* SELECTED EXCERPT:
──────────

Monday, February 24, 2014

I'll Strive For Pleasant

It was a long week. There have been worse weeks. There was plenty of good in the week. There were some things that I'd prefer to erase from the week. I know it is just a week. Tomorrow is a new day. Duh.

Tonight, as usual, I had to ask Ky several times to do the dishes. This starts with, "your chores need to be done" or "please do you chores" escalates to "KYLIE! Get. Out Here. And. DO. THE. DISHES!" and typically ends in yelling, things being slammed around, possibly a broken dish and, if I'm really lucky, having to call her back out a few more times to get things done correctly. Tonight we went a step past it. It was awful. Let me set the scene.

Last night we came home to the furnace not working so it is 56 degrees in this joint. I have a fire in the fireplace, there are plenty of blankets, we have lots of warm jammies to bundle in, it could have been fixed today, but it's Sunday & people should be able to enjoy it, not come out on their time off to fix something that won't kill me. I thought maybe camping out in the living room watching movies by the fire was a good plan tonight. It might've been how the night went had I not had the nerve to ask Ky to do her chores. Of course all the usual drama was present. The "I didn't even make these dirty, all I ever do is dishes, blah, blah, blah..." Then came the glass hitting the sink with enough force that had it not been a Mason jar, I'd have been digging glass out of my garbage disposal...hoping Ky didn't turn it on while my hand was in there. OK, my real fear is it magically starts up, but she is pretty grumpy by this point in her chores... Not sure what caused the snap, but I smacked her in the arm. Not my best moment. Definitely could have handled that better. No it didn't make things better. Now she's a victim of child abuse & then she pulled the "I HATE YOU!!!" card. I put soap in her mouth. So now she hates me, thinks I'm abusing her, I feel hideous & she's grounded from her phone.

Could I have handled this better? YES. Did I want to cry? Definitely. If I had a rewind button would I go back & behave better? I hope so. Do I regret my reflexive reaction to smack her in the arm? Of course. 

It's been over an hour. Have I cooled down? Not really...why do you think I'm writing this. Here's the facts:
  • She isn't abused. Even after smacking her in the arm tonight I know I am not a mother who beats her child. 
  • I am a mother who loves her child & lost her mind for a moment.
  • She knows exactly what buttons to push to wage war. I fell for it. I should know better.
  • Putting soap in the mouth of your 14 year old is no easy feat.

──────────

* DATASET EXTRACT:
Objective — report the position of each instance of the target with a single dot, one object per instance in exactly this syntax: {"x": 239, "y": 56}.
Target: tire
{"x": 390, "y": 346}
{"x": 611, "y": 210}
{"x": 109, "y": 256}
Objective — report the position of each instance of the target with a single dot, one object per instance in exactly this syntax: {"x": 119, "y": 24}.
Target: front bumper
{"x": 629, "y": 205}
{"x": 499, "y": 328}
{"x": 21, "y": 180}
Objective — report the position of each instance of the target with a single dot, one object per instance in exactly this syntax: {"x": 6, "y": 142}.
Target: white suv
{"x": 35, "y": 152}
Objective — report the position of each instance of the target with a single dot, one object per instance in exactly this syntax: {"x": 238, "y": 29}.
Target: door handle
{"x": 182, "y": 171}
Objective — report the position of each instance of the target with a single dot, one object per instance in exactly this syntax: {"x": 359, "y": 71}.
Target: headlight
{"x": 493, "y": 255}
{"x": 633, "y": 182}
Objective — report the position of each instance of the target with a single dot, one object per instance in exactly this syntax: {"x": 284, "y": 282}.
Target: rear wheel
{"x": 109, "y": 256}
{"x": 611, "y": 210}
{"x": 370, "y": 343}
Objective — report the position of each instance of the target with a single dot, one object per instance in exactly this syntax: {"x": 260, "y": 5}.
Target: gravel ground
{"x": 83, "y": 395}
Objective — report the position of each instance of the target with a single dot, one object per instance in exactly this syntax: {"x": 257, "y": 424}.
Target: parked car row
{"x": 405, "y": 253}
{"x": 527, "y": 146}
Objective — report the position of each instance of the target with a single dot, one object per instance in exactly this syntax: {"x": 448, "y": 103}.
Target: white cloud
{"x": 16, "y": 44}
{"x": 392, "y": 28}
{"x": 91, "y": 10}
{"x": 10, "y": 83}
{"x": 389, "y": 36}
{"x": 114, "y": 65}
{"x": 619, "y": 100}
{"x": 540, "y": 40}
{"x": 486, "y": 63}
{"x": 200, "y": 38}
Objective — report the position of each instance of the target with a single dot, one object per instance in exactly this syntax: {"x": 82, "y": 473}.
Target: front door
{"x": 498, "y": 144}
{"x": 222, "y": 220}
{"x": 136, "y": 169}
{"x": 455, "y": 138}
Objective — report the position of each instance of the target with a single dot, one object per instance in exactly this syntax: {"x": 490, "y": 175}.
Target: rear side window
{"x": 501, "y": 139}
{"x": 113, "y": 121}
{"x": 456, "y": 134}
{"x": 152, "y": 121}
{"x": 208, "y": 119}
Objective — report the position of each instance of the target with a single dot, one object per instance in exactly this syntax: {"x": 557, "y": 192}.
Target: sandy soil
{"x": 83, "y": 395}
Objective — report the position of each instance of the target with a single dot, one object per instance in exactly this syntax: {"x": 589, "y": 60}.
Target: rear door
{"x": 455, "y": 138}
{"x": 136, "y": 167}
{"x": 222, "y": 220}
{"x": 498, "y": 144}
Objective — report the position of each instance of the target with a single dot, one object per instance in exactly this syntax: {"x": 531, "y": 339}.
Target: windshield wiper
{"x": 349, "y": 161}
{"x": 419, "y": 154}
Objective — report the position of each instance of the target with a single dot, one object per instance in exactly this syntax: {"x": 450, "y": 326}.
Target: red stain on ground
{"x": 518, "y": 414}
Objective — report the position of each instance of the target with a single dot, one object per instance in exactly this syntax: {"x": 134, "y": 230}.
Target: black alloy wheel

──────────

* EXERCISE DIRECTIONS:
Write the next part of the blog post about the fight over the dishes, picking up after its final bullet point.

* RESPONSE BELOW:
  • This wasn't how I wanted to end the weekend.
Chores are done. She is in bed. I'm still wallowing in my guilt. Last weekend she was in my position. That's one of the many things I reminded her of while she did the dishes tonight, hating me. Last Friday she was washing her little brother's hair, he was screaming like every time his hair gets washed, she came out of the bathroom crying because he told her he didn't love her & didn't want her to be his sister anymore. I told her to think of that the next time she wanted to tell someone who loves her that she hates them. Then I told her to think of what it would be like if the last words you spoke to someone you loved were filled with hatred. 

We know loss. We know tragedy. It hasn't been long since we experienced it slicing through this family like a sword of ice. One night someone is leaving for work, then suddenly even the Coast Guard can't find them. The 2 year anniversary is fast approaching. Loved ones are precious even when they aren't being even remotely tolerable. Once they are gone there's a void that no other can ever fill. They take a piece of you with them. Sure it gets easier to still be living after they are lost. Eventually you don't cry at every memory. You can smile without crying when something suddenly brings them to mind, but it will never be the same again.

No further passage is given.